- Opening Delimiter -

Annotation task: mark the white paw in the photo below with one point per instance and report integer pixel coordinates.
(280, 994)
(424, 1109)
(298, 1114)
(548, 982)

- Closing Delimiter -

_The problem_
Would you set down every record again, exactly as it appears above?

_Output for this task_
Annotation task: mark the white paw in the photo below with one point per instance and report integer pixel coordinates.
(280, 994)
(424, 1109)
(298, 1114)
(548, 982)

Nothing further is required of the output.